Pasaje mostrado ▸
▼▼▼

Quizás el momento más tenso y conmovedor de la obra se dé en este último acto, en la escena entre Lopajin y Varia. Las expectativas sobre la concreción de esa relación en una propuesta matrimonial se fueron construyendo a lo largo de toda la pieza, y gran parte de la intriga se centra en lo que acabará por suceder entre estos personajes. A dicha intriga se le suma el hecho de que en una obra que pareciera terminar negativamente para la familia protagonista, la última esperanza parecería vislumbrarse en la posibilidad de un final feliz dado por la concreción de este amor. La escena, así, construye su fuerza dramática más por las expectativas puestas desde el exterior que por lo que realmente sucede en la interioridad de esa habitación. Entre Lopajin y Varia no se intercambia una sola palabra de amor ni nada relacionado con lo esperable en ese encuentro: el diálogo se tensiona en un absurdo intercambio sobre los planes laborales de ambos y el clima, y culmina aun más ridículamente con la súbita salida de Lopajin en respuesta a un llamado en absoluto urgente proveniente de una voz externa a la habitación.

El genio de Chéjov queda evidenciado así en esta escena, compuesta enteramente por el recurso de la acción indirecta: nada importante se dice, y, sin embargo, todo existe en el plano del significado; el resultado es un momento de extremo dramatismo que se condensa al máximo hasta dejar a Varia sola en el escenario, llorando no por lo que se dijo, sino por lo que no se dijo. Las palabras tampoco las precisa Liubov, que comprende de inmediato lo sucedido al instante en que entra a la habitación. Como ella, el público comprende que ese amor ya nunca se concretará, aunque no se sepa por qué, y que tampoco hay tiempo para lamentarlo: deben partir de inmediato, hacia un futuro en el que cada vez resulta más difícil imaginarse feliz.

En una obra en la que gran parte de los personajes tendían a identificarse con el pasado y a sumirse en la nostalgia, el último acto obliga a estos a reaccionar, aunque sea forzosamente, frente al cambio, y a adaptarse de alguna manera a los nuevos tiempos. Una serie de símbolos relacionados con el paso del tiempo protagonizan el cierre de la obra: los personajes desaparecen para subirse a un ferrocarril, símbolo del progreso; el último sonido de la obra es el de los árboles siendo talados, lo cual indica la ruptura irremediable con el pasado; el sirviente Firs, símbolo del viejo orden señorial y de la incapacidad de adaptación a los nuevos tiempos, queda olvidado, con una muerte anunciada, en una casa que dejará de existir para transformarse en lo que la modernidad disponga. Así, un personaje más bien secundario acaba protagonizando el momento más simbólico del cuarto acto. “La vida ha pasado y es como si yo no hubiera vivido” (p.145), se lamenta Firs, cuya vida se abocó enteramente a la fidelidad a sus amos, los mismos que ahora lo han dejado olvidado, creyendo que estaba en el hospital. Ahora que su ama abandonó la casa para siempre, él ya no tiene razón para vivir.

▲▲▲

Tarea propuesta ▸
Responda, según el pasaje sobre el último acto de la obra, las siguientes preguntas:
(a) ¿Sobre qué temas conversan Lopajin y Varia en su escena?
(b) ¿Qué personaje comprende de inmediato lo sucedido al entrar en la habitación?
(c) ¿Cuál es el último sonido de la obra?

Material de análisis ▸
▼▼▼

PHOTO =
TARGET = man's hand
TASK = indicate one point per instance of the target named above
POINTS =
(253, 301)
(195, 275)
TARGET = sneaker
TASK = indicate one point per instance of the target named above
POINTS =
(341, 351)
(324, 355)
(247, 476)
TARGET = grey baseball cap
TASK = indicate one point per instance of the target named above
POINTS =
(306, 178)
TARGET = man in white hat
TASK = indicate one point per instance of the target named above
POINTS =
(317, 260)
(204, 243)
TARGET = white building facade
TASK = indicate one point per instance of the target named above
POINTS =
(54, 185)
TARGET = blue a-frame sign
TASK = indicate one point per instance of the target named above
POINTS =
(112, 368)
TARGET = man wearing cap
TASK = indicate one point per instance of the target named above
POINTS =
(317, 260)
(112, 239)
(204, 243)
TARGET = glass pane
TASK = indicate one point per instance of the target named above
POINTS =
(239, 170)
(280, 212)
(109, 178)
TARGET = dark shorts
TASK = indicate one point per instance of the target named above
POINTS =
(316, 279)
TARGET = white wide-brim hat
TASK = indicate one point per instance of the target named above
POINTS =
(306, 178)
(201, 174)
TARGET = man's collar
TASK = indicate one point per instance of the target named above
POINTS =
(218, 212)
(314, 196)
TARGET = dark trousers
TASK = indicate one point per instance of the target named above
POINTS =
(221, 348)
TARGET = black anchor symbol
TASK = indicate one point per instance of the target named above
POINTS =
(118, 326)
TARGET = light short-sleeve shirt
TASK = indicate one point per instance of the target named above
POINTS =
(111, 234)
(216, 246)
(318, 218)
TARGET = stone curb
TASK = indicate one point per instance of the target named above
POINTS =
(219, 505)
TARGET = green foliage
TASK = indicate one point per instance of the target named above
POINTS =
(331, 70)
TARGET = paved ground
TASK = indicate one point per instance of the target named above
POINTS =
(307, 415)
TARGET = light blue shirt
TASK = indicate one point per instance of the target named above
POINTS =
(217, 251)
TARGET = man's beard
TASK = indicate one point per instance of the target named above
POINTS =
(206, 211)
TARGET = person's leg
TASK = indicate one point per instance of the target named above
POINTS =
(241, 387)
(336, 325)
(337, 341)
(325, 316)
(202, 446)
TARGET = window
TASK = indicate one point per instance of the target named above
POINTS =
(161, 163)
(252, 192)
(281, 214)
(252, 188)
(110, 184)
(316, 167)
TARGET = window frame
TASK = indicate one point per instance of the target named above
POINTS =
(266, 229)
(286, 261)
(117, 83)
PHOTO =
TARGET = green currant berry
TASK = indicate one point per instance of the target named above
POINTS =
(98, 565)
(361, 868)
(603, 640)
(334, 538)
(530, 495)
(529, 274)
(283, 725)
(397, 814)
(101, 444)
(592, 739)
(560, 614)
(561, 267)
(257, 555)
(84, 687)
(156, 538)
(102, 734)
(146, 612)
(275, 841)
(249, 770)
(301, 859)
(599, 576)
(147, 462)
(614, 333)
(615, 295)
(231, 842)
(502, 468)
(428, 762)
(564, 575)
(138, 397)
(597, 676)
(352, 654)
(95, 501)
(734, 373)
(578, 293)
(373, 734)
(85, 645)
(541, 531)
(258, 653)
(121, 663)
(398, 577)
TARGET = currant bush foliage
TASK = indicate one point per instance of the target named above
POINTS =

▲▲▲

Ejercicio resuelto ▸
(a) Sobre los planes laborales de ambos y el clima.
(b) Liubov.
(c) El de los árboles siendo talados.